Text for analysis –
****************************************

August 13th, 2006 · No Comments · Articles, Biographical

This article appeared in the October, 1929 issue of Fortune Story magazine. Fortune Story was a 15¢ pulp magazine filled with these kinds of up-lifting, moralistic tales aimed at impressionable younger readers. The only new information it garnered was G&B’s first office being “in an attic room over an art store”, but the writing is so colorful I couldn’t resist sharing it.

Fortune Story Magazine

A GREAT ARCHITECT

Fortune Story Magazine, October, 1929 Vol. 27, No. 3

From a two-dollar-a-week office boy to the position of America’s foremost designer of schools is the record of James O. Betelle. The secret of his success can be found in the old formula of hard work plus perseverance which all must follow who seek fame and fortune.

The son of parents of humble circumstances, Betelle had to leave school at the age of sixteen. But the youth early decided to become an architect, and made up his mind that he would provide himself with the best possible education for his chosen work.

****************************************

Data provided –
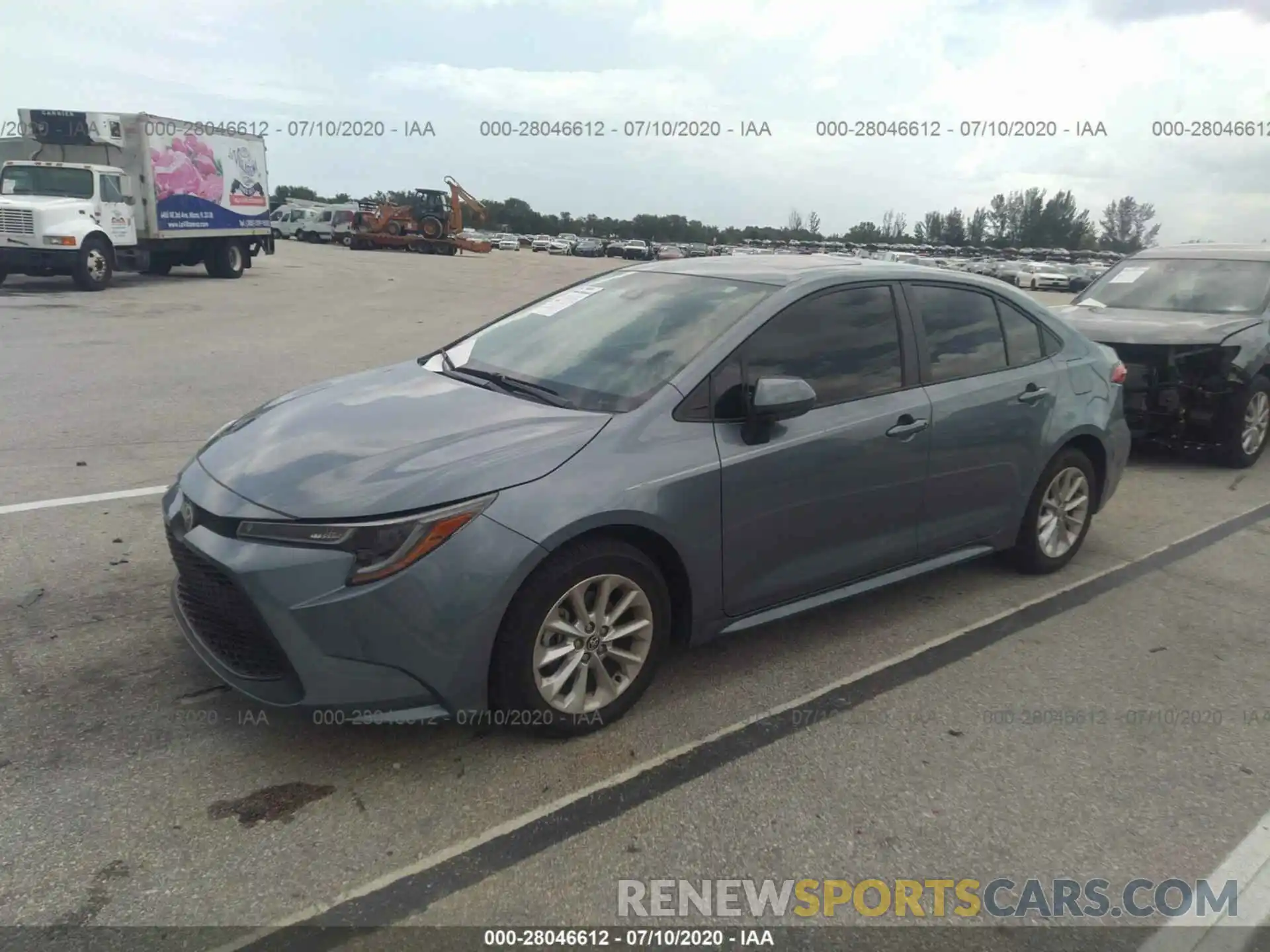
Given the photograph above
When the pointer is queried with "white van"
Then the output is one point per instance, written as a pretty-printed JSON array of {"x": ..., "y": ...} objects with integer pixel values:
[{"x": 298, "y": 223}]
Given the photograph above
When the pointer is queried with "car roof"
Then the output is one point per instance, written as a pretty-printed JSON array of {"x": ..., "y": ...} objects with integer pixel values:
[
  {"x": 790, "y": 270},
  {"x": 1231, "y": 252}
]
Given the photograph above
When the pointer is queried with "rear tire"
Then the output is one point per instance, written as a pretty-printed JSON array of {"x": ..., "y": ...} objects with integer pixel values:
[
  {"x": 1246, "y": 426},
  {"x": 93, "y": 268},
  {"x": 519, "y": 664},
  {"x": 226, "y": 260},
  {"x": 1046, "y": 541}
]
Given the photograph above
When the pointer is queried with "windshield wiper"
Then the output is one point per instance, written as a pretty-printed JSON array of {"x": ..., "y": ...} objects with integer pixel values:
[
  {"x": 520, "y": 386},
  {"x": 503, "y": 382}
]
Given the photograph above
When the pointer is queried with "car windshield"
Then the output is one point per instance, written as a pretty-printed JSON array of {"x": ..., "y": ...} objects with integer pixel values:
[
  {"x": 610, "y": 344},
  {"x": 46, "y": 180},
  {"x": 1184, "y": 285}
]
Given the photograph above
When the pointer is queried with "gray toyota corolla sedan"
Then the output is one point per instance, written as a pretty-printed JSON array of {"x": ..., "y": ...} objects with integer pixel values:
[{"x": 513, "y": 528}]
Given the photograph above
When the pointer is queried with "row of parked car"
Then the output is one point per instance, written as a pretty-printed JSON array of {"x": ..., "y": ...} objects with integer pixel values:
[
  {"x": 849, "y": 423},
  {"x": 1020, "y": 272},
  {"x": 570, "y": 244}
]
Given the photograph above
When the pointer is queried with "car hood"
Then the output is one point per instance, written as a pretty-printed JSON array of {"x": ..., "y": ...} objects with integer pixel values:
[
  {"x": 1115, "y": 325},
  {"x": 392, "y": 441}
]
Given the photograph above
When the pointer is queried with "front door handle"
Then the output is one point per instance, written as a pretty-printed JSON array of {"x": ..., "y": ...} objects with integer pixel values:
[{"x": 907, "y": 427}]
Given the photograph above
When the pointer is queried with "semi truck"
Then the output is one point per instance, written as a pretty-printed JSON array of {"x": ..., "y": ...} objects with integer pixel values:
[{"x": 98, "y": 193}]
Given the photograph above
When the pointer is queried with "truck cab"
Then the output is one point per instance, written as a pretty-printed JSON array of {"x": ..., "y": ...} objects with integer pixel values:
[{"x": 64, "y": 219}]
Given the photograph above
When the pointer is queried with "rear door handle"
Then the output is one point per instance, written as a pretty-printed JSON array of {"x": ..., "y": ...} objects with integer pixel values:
[{"x": 907, "y": 427}]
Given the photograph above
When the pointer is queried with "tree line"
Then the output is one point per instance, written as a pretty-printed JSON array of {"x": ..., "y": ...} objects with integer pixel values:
[{"x": 1020, "y": 219}]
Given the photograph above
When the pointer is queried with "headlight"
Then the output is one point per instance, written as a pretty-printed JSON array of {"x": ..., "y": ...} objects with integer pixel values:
[{"x": 380, "y": 549}]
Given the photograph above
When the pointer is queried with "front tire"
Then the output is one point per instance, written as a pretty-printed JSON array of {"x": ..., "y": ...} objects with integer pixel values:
[
  {"x": 1248, "y": 426},
  {"x": 1058, "y": 514},
  {"x": 582, "y": 639},
  {"x": 93, "y": 268}
]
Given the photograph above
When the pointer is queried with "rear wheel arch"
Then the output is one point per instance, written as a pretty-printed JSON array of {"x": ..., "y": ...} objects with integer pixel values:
[{"x": 1096, "y": 452}]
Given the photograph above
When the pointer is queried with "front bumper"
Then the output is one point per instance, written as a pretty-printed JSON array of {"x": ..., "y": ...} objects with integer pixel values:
[
  {"x": 280, "y": 625},
  {"x": 19, "y": 259}
]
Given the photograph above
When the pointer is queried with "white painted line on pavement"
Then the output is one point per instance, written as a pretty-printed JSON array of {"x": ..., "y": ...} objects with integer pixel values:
[
  {"x": 1249, "y": 865},
  {"x": 80, "y": 500}
]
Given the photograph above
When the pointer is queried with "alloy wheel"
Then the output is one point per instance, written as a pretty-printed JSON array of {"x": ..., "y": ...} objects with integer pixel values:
[
  {"x": 1256, "y": 422},
  {"x": 593, "y": 644},
  {"x": 1064, "y": 512}
]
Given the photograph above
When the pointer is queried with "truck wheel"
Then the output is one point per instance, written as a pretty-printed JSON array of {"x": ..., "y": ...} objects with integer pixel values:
[
  {"x": 93, "y": 268},
  {"x": 226, "y": 260},
  {"x": 1248, "y": 426}
]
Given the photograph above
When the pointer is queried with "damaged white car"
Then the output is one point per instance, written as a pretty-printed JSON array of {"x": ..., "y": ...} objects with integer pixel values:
[{"x": 1191, "y": 325}]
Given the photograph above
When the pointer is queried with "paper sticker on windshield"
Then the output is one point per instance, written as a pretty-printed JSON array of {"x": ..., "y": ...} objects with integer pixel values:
[{"x": 554, "y": 305}]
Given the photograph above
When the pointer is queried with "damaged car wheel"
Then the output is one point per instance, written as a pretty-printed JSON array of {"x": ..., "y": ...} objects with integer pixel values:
[{"x": 1249, "y": 426}]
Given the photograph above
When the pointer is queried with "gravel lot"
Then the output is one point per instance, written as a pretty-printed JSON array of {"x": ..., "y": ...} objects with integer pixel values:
[{"x": 136, "y": 793}]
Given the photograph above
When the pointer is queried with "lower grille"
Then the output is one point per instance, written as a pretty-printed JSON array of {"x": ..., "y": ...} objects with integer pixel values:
[
  {"x": 222, "y": 617},
  {"x": 17, "y": 221}
]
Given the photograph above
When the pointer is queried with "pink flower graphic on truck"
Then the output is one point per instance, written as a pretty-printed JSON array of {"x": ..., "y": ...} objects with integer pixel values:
[{"x": 187, "y": 168}]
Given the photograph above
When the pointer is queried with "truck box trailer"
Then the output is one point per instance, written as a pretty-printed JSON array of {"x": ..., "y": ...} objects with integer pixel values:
[{"x": 95, "y": 193}]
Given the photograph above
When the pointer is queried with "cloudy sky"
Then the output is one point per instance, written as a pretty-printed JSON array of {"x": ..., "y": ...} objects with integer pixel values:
[{"x": 789, "y": 63}]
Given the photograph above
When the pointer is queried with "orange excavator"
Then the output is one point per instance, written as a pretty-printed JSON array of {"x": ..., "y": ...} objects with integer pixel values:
[{"x": 432, "y": 223}]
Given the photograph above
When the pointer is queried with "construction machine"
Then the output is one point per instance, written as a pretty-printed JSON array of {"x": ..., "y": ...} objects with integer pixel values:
[{"x": 431, "y": 223}]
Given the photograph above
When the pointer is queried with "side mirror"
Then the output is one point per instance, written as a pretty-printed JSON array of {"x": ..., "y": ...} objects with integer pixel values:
[{"x": 781, "y": 399}]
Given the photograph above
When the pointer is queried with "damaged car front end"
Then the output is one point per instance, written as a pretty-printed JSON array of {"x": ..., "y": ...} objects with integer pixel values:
[
  {"x": 1193, "y": 328},
  {"x": 1179, "y": 394}
]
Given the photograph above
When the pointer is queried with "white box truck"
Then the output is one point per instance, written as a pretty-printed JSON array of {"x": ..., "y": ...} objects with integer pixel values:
[{"x": 103, "y": 192}]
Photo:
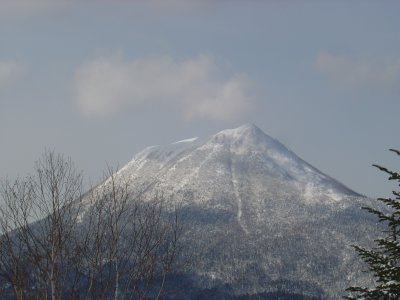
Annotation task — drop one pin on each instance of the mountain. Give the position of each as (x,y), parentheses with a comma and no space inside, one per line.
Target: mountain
(259,221)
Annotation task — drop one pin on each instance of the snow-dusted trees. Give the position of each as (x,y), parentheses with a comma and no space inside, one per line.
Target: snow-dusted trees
(134,242)
(38,220)
(57,243)
(384,259)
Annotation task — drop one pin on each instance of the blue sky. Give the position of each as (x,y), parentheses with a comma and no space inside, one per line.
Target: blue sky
(101,80)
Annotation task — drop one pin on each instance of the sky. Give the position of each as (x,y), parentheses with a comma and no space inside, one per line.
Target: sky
(100,80)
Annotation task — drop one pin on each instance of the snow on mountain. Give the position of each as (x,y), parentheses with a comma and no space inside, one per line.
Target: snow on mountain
(263,218)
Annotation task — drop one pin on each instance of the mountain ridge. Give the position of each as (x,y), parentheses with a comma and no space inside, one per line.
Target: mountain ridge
(264,220)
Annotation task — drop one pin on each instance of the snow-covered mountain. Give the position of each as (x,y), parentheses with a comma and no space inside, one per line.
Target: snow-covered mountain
(258,218)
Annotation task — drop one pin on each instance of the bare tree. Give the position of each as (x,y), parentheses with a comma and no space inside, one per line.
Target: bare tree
(39,217)
(111,243)
(134,242)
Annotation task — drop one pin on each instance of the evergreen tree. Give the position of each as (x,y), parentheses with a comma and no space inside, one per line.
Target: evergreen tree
(384,258)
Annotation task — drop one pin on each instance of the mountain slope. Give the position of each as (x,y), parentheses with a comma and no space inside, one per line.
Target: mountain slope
(258,218)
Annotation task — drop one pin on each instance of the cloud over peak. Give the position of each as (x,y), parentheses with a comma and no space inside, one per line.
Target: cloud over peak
(105,86)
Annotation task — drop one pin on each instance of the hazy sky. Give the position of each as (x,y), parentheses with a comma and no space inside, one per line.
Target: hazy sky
(101,80)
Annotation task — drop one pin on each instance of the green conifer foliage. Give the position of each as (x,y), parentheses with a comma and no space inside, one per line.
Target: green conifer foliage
(383,259)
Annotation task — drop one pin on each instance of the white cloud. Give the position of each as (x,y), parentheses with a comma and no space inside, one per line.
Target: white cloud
(350,73)
(10,71)
(105,86)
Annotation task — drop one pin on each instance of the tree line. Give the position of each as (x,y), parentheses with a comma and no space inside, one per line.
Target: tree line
(58,242)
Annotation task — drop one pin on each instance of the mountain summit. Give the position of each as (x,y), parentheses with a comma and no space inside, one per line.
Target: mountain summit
(264,220)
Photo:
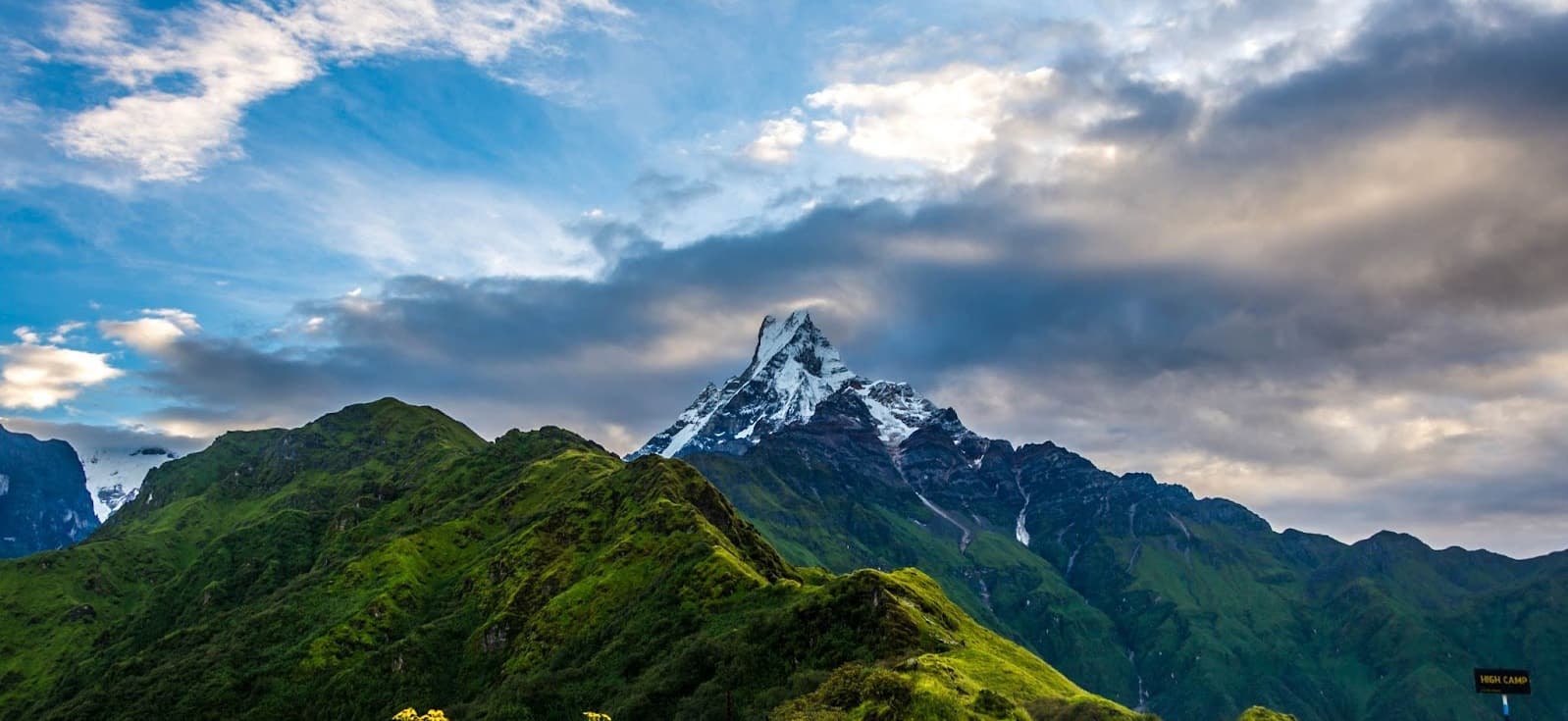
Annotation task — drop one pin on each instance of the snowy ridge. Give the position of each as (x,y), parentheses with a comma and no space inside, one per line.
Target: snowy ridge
(792,370)
(115,474)
(896,409)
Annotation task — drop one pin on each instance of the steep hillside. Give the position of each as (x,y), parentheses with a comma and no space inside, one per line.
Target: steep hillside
(1193,608)
(44,500)
(386,557)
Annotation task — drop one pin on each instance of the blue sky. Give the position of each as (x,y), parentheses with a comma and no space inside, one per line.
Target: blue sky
(1303,254)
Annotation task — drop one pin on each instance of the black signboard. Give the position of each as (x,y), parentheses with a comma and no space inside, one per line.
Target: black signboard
(1510,681)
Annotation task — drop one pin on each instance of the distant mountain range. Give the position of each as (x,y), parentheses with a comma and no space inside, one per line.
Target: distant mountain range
(117,472)
(386,557)
(1187,607)
(52,497)
(44,498)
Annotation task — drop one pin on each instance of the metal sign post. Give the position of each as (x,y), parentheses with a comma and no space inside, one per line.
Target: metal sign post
(1502,681)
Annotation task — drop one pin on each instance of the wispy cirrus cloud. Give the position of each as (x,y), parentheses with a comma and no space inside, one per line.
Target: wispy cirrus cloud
(188,80)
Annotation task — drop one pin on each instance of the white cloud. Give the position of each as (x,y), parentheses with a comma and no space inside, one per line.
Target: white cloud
(776,141)
(830,132)
(411,225)
(39,377)
(231,57)
(941,120)
(63,331)
(154,331)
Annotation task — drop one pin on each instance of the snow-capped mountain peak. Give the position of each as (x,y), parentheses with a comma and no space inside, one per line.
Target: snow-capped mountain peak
(794,367)
(117,474)
(896,409)
(792,370)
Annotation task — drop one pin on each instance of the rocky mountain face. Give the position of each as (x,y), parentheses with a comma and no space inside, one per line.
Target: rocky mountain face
(44,500)
(115,474)
(386,557)
(1189,607)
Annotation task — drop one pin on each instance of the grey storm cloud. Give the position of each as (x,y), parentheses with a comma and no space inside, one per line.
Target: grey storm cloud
(1289,299)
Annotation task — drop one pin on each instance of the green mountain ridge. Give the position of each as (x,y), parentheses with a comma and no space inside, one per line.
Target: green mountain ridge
(1187,607)
(385,555)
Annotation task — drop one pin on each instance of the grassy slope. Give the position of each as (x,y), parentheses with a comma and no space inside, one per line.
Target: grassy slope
(1222,611)
(386,557)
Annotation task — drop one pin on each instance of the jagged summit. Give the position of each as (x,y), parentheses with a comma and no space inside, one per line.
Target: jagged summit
(792,370)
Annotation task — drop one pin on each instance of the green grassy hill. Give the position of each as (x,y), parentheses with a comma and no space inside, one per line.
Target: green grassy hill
(386,557)
(1193,608)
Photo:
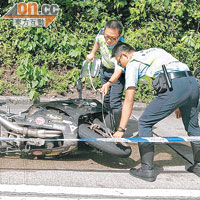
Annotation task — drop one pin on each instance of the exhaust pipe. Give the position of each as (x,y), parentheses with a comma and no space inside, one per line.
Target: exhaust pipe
(38,133)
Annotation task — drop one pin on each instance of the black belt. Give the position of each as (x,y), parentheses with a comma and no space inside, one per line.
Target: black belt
(107,69)
(181,74)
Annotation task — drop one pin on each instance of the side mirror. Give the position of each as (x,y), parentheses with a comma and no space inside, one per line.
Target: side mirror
(79,88)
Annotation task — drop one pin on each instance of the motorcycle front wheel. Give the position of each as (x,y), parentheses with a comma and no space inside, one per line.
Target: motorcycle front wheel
(117,149)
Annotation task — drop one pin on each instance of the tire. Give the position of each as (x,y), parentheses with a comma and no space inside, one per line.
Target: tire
(108,147)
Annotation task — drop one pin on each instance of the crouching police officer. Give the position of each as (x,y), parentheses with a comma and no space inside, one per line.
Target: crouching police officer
(181,91)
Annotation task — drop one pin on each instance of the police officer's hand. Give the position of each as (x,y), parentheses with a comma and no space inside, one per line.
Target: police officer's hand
(178,113)
(118,134)
(105,88)
(90,57)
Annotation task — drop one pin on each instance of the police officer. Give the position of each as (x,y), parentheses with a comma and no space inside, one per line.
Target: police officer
(184,94)
(106,39)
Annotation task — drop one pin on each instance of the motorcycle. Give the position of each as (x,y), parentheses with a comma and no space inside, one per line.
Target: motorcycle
(49,129)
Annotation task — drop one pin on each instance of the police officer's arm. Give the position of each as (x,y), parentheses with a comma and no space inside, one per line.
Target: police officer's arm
(90,57)
(126,111)
(112,80)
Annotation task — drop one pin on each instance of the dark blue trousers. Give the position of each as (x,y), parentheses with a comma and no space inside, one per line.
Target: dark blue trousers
(185,95)
(114,96)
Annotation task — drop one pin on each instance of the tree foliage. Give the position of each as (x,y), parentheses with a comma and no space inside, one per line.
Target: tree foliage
(50,58)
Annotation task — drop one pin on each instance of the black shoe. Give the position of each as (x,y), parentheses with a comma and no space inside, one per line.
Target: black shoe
(144,174)
(195,169)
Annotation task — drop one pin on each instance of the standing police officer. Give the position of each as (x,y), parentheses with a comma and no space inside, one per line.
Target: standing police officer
(183,94)
(106,39)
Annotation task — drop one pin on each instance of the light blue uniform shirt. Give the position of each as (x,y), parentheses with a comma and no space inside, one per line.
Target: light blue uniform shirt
(148,63)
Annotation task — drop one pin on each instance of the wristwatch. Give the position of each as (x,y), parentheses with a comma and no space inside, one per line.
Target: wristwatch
(120,129)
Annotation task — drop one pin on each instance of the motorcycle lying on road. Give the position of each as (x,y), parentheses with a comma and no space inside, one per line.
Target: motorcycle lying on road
(48,128)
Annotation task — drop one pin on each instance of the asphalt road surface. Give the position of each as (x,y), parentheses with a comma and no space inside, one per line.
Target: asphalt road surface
(90,174)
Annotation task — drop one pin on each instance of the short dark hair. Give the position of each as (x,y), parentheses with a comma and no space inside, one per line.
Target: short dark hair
(121,47)
(114,24)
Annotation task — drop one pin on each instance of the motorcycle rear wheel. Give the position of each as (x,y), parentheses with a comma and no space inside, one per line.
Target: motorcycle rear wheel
(113,148)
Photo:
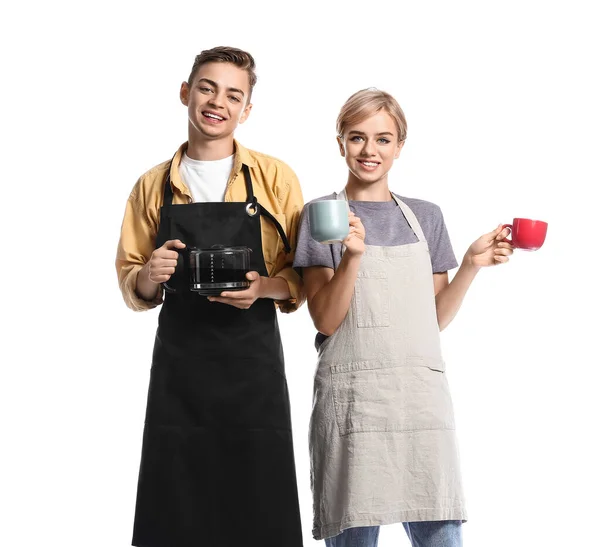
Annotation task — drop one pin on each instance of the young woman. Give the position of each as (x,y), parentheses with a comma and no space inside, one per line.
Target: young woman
(382,439)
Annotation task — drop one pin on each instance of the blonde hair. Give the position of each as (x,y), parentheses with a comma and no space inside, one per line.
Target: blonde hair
(367,102)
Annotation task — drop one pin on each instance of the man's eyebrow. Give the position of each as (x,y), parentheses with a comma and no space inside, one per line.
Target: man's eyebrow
(214,84)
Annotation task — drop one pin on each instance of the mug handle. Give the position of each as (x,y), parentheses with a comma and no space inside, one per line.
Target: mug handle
(165,284)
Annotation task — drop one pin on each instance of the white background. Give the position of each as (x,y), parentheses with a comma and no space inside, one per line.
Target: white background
(503,121)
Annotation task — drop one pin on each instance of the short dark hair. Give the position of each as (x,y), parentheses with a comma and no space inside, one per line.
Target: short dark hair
(223,54)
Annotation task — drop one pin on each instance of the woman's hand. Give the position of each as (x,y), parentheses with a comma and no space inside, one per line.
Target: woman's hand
(355,240)
(490,249)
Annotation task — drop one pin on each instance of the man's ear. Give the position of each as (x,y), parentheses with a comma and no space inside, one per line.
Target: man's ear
(341,145)
(184,93)
(245,113)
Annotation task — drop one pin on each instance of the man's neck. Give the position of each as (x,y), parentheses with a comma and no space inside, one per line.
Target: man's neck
(209,150)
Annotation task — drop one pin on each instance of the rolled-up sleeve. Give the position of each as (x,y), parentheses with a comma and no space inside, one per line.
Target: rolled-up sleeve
(292,204)
(136,244)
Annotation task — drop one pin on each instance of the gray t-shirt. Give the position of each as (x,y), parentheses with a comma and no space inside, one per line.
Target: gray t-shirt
(385,225)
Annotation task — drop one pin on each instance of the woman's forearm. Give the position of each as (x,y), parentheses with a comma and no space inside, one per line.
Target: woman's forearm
(450,298)
(329,306)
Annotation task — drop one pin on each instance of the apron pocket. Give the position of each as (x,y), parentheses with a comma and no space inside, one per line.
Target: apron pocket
(371,295)
(382,396)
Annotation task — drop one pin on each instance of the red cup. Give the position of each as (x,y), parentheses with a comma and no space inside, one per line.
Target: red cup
(527,234)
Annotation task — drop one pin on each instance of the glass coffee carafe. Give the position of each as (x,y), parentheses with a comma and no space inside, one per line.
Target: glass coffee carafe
(218,269)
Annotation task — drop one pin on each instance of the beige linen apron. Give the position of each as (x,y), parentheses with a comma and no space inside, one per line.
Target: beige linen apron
(382,439)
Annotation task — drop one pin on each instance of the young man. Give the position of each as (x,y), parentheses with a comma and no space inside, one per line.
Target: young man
(217,463)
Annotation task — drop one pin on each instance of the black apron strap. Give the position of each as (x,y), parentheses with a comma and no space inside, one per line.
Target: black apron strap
(168,192)
(253,207)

****************************************

Summarize the article about James O. Betelle above in two sentences.

Completed exercise – This October 1929 Fortune Story magazine piece, shared for its colorful writing, credits James O. Betelle's rise from a two-dollar-a-week office boy to America's foremost designer of schools to hard work plus perseverance. The son of parents of humble circumstances, he had to leave school at sixteen but decided early to become an architect and to provide himself with the best possible education for that work.